— START OF PROVIDED PASSAGE —
Now that we fully understand the benefits of using an architectural style we need to know the different options possible: the following classification address this need as a first step toward making a selection of architectural style(s).

At least, it helps focusing on important design issues by providing a checklist of topics to consider, thereby setting expectations for elements to include in the design.

Eventually the classification should provide guidance to recognize which styles are important candidates for shaping the solution.

3.3.1 Base of Classification

Much of computer science includes phenomena about which we do not yet have well- established scientific truths but do have interesting observations and generalizations.

Brooks (1988) has proposed recognizing three kinds of results:

• Findings: well-established scientific truths

• Observations: reports on actual phenomena

• Rules-of-thumb: generalizations, signed by an author but perhaps not fully supported by data.

His criteria for judging quality are truthfulness and rigor for findings, interestingness for observations, usefulness for rules-of-thumb and freshness for all three.
— END OF PROVIDED PASSAGE —
# WRITTEN REQUEST 1:
Rewrite the records from the line with "truck bed, each" through the end of the records, putting "truck cargo bed" wherever "pickup truck bed" appears and leaving everything else unchanged.
— START OF INFORMATION GIVEN —
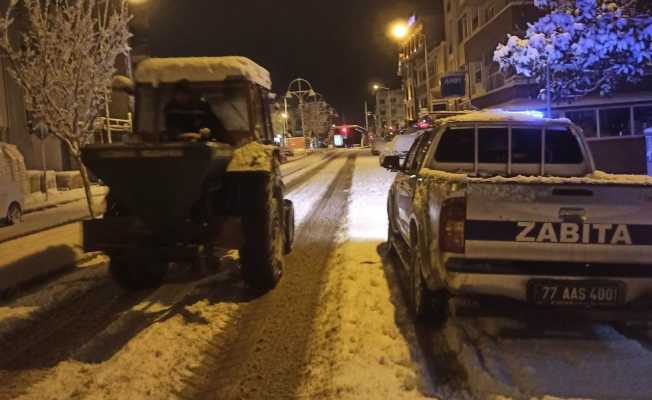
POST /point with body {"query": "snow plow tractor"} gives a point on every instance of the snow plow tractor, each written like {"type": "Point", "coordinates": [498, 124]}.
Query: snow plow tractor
{"type": "Point", "coordinates": [199, 173]}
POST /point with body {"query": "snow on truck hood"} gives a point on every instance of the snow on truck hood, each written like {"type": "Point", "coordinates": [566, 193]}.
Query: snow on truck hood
{"type": "Point", "coordinates": [596, 178]}
{"type": "Point", "coordinates": [201, 69]}
{"type": "Point", "coordinates": [253, 156]}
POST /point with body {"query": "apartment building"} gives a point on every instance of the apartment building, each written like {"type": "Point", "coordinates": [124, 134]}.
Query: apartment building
{"type": "Point", "coordinates": [390, 109]}
{"type": "Point", "coordinates": [471, 31]}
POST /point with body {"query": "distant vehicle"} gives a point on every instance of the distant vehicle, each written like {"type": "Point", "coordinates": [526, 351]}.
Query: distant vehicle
{"type": "Point", "coordinates": [349, 135]}
{"type": "Point", "coordinates": [12, 199]}
{"type": "Point", "coordinates": [185, 188]}
{"type": "Point", "coordinates": [507, 210]}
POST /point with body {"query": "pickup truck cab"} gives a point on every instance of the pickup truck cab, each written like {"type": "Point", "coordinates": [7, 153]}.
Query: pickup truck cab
{"type": "Point", "coordinates": [507, 209]}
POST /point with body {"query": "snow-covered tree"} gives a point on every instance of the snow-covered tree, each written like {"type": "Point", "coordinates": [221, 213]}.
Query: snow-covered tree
{"type": "Point", "coordinates": [64, 58]}
{"type": "Point", "coordinates": [590, 46]}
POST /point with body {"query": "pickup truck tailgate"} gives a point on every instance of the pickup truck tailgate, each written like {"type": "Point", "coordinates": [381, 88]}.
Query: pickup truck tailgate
{"type": "Point", "coordinates": [601, 223]}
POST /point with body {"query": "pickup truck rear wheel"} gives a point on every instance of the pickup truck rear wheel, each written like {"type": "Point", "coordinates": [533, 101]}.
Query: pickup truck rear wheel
{"type": "Point", "coordinates": [138, 273]}
{"type": "Point", "coordinates": [427, 306]}
{"type": "Point", "coordinates": [264, 245]}
{"type": "Point", "coordinates": [14, 214]}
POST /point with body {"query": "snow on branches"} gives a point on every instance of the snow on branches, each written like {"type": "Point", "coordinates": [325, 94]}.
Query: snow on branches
{"type": "Point", "coordinates": [589, 45]}
{"type": "Point", "coordinates": [63, 54]}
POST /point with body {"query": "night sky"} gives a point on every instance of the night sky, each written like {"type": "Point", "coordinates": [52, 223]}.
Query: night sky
{"type": "Point", "coordinates": [340, 46]}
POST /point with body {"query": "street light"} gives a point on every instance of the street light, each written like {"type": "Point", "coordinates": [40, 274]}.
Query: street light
{"type": "Point", "coordinates": [302, 90]}
{"type": "Point", "coordinates": [399, 30]}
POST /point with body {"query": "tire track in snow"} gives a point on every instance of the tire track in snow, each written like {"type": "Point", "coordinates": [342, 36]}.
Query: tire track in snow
{"type": "Point", "coordinates": [93, 325]}
{"type": "Point", "coordinates": [264, 354]}
{"type": "Point", "coordinates": [28, 354]}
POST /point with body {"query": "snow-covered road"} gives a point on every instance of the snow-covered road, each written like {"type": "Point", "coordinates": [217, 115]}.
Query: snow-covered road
{"type": "Point", "coordinates": [335, 328]}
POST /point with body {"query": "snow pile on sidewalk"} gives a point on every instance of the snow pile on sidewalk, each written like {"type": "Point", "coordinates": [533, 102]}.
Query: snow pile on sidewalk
{"type": "Point", "coordinates": [38, 201]}
{"type": "Point", "coordinates": [507, 358]}
{"type": "Point", "coordinates": [173, 330]}
{"type": "Point", "coordinates": [12, 167]}
{"type": "Point", "coordinates": [37, 305]}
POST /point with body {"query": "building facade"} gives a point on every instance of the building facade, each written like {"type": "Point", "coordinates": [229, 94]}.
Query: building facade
{"type": "Point", "coordinates": [472, 29]}
{"type": "Point", "coordinates": [390, 109]}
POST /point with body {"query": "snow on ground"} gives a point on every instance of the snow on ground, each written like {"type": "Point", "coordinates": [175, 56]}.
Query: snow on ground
{"type": "Point", "coordinates": [173, 329]}
{"type": "Point", "coordinates": [306, 195]}
{"type": "Point", "coordinates": [506, 358]}
{"type": "Point", "coordinates": [359, 352]}
{"type": "Point", "coordinates": [151, 349]}
{"type": "Point", "coordinates": [34, 305]}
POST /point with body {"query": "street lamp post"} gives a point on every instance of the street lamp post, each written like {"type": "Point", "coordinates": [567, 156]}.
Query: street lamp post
{"type": "Point", "coordinates": [389, 102]}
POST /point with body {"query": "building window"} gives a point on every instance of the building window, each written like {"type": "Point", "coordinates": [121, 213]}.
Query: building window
{"type": "Point", "coordinates": [615, 122]}
{"type": "Point", "coordinates": [475, 22]}
{"type": "Point", "coordinates": [642, 119]}
{"type": "Point", "coordinates": [461, 29]}
{"type": "Point", "coordinates": [489, 13]}
{"type": "Point", "coordinates": [585, 119]}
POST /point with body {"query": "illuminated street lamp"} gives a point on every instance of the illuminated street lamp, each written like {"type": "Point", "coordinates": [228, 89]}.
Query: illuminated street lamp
{"type": "Point", "coordinates": [302, 90]}
{"type": "Point", "coordinates": [399, 30]}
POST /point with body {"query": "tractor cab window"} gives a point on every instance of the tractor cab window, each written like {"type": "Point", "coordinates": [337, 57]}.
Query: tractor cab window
{"type": "Point", "coordinates": [220, 111]}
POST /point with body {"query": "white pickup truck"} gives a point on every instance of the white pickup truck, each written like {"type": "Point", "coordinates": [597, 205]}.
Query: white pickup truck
{"type": "Point", "coordinates": [508, 210]}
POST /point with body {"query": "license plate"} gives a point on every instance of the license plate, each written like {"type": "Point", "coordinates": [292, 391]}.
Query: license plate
{"type": "Point", "coordinates": [574, 293]}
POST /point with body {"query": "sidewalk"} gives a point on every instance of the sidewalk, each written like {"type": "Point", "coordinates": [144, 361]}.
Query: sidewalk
{"type": "Point", "coordinates": [63, 207]}
{"type": "Point", "coordinates": [60, 209]}
{"type": "Point", "coordinates": [37, 201]}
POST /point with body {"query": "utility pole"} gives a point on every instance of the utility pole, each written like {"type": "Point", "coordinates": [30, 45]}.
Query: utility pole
{"type": "Point", "coordinates": [425, 51]}
{"type": "Point", "coordinates": [366, 116]}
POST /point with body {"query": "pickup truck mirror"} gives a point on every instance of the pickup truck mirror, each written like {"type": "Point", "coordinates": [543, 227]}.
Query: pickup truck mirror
{"type": "Point", "coordinates": [391, 162]}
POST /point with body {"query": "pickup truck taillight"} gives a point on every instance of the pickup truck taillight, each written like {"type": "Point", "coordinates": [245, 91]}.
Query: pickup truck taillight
{"type": "Point", "coordinates": [451, 225]}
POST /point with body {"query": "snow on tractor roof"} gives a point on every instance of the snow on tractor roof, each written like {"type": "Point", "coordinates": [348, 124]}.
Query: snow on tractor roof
{"type": "Point", "coordinates": [502, 116]}
{"type": "Point", "coordinates": [201, 69]}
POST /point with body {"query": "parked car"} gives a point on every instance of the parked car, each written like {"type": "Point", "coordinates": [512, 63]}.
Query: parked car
{"type": "Point", "coordinates": [399, 145]}
{"type": "Point", "coordinates": [507, 209]}
{"type": "Point", "coordinates": [11, 200]}
{"type": "Point", "coordinates": [12, 197]}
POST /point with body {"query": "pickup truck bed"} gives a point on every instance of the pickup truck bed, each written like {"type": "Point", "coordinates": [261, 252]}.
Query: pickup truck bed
{"type": "Point", "coordinates": [577, 240]}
— END OF INFORMATION GIVEN —
# WRITTEN REQUEST 2:
In the passage on architectural styles, how does the classification help focus on important design issues?

# EXERCISE RESPONSE 1:
POST /point with body {"query": "truck cargo bed"} gives a point on every instance of the truck cargo bed, each written like {"type": "Point", "coordinates": [261, 252]}.
Query: truck cargo bed
{"type": "Point", "coordinates": [577, 240]}

# EXERCISE RESPONSE 2:
It provides a checklist of topics to consider. That checklist sets expectations for the elements to include in the design.